++++ TEXT PROVIDED
My take on product management.
First of all, it is important to note that product management goes far beyond the product manager. We are merely the tip of the iceberg, without the team that surrounds us you would see no fruits from our labour. However, seeing as I’m slightly bias this post is going to be from that very perspective as I want to shed some light on what myself and others in my profession are really doing.
So everyone knows what a product is but they don’t know how you go about managing one. Ask an individual to name a product and it rolls off the tongue instantly. Ask that individual to describe what you do as a product manager and suddenly they’re tongue tied. So what is it that causes this bewildered response? A lack of understanding or a lack of interest perhaps? Ones does not simply manage a product like Facebook or we would all be billionaires, so what does one do?
“Sure what we do has to make commercial sense, but it’s never the starting point. We start with the product and the user experience.”
Steve Jobs
In a nutshell product management is the process of making a product valuable, usableand feasible. These three pillars should guide product decisions as they go hand in hand with one another. Usability impacts feasibility as complexity has almost a direct correlation with usage. And when thinking about usability you have to think of the additional value generated. If the level of value gained from a feature or function is less than the cost to implement clearly there is a feasibility issue. You need to take stock of what is actually achievable given your resources and what is within your sphere of influence. It is a tough act to follow but if you can balance all three you’re on the right road to success.
So how would you go about balancing the above? By being sandwiched between vision and reality product management is ultimately about enabling. But this enabling isn’t a part time job as product management battles on three fronts; technology, design and customer. At a high level on the technology front you empower development and implementation teams to come to informed decisions. Regarding design you provide insights from research and feedback to enable your designers to create an impeccable user interface and experience. While on the customer front you work tirelessly to ensure their needs and wants are balanced against value and business return.
++++++++
++++ EXTRACTED INFORMATION
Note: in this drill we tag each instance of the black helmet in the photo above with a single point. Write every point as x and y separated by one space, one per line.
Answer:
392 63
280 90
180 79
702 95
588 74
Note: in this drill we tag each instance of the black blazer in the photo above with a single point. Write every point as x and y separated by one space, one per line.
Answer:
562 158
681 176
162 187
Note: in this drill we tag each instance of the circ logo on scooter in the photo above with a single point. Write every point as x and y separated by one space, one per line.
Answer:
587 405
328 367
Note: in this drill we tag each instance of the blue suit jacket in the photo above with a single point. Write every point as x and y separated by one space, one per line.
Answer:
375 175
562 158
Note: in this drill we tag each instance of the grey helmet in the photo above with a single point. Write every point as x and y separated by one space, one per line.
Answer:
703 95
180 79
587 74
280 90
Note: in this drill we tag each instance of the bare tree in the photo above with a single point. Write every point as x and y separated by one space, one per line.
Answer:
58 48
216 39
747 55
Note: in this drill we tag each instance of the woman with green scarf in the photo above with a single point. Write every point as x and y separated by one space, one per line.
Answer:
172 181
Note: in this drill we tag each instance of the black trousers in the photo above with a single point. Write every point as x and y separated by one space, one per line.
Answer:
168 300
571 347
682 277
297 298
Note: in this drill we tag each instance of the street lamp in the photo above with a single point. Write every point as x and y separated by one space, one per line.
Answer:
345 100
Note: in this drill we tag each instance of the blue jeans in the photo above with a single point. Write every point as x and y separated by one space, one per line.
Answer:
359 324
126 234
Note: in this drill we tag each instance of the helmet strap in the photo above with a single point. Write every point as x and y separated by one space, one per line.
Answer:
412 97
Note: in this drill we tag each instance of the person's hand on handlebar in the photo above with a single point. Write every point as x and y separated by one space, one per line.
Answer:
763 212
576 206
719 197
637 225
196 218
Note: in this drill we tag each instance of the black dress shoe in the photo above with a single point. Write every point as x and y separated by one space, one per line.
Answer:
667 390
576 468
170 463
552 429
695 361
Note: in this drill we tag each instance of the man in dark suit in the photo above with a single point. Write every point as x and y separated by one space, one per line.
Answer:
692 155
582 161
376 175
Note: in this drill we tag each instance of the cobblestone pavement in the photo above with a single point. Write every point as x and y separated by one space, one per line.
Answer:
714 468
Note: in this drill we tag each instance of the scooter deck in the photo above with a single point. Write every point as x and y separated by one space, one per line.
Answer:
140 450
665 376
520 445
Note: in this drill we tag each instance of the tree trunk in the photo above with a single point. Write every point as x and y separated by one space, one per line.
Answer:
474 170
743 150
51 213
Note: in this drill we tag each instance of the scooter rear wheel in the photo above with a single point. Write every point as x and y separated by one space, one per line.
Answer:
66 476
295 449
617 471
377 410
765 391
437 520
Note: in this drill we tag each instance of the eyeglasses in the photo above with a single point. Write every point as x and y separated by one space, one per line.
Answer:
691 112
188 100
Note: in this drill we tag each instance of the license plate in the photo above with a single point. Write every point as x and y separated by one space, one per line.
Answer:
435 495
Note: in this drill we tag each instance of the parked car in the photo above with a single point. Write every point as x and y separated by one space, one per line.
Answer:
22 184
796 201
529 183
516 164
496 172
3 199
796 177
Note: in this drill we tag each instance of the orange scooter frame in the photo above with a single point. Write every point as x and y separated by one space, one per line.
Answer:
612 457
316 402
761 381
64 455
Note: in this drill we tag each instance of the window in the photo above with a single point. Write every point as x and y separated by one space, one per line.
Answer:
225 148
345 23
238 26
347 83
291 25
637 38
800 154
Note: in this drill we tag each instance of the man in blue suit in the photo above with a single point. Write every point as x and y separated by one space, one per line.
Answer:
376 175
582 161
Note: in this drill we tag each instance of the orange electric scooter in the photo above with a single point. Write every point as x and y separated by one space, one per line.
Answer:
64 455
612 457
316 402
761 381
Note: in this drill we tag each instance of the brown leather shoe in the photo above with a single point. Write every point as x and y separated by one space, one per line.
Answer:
++++++++
## WHAT THE EXERCISE ASKS
Output the stretch of the product management post from "My take on product" through "does one do?", copied word for word.

## SOLVED PROBLEM
My take on product management.
First of all, it is important to note that product management goes far beyond the product manager. We are merely the tip of the iceberg, without the team that surrounds us you would see no fruits from our labour. However, seeing as I’m slightly bias this post is going to be from that very perspective as I want to shed some light on what myself and others in my profession are really doing.
So everyone knows what a product is but they don’t know how you go about managing one. Ask an individual to name a product and it rolls off the tongue instantly. Ask that individual to describe what you do as a product manager and suddenly they’re tongue tied. So what is it that causes this bewildered response? A lack of understanding or a lack of interest perhaps? Ones does not simply manage a product like Facebook or we would all be billionaires, so what does one do?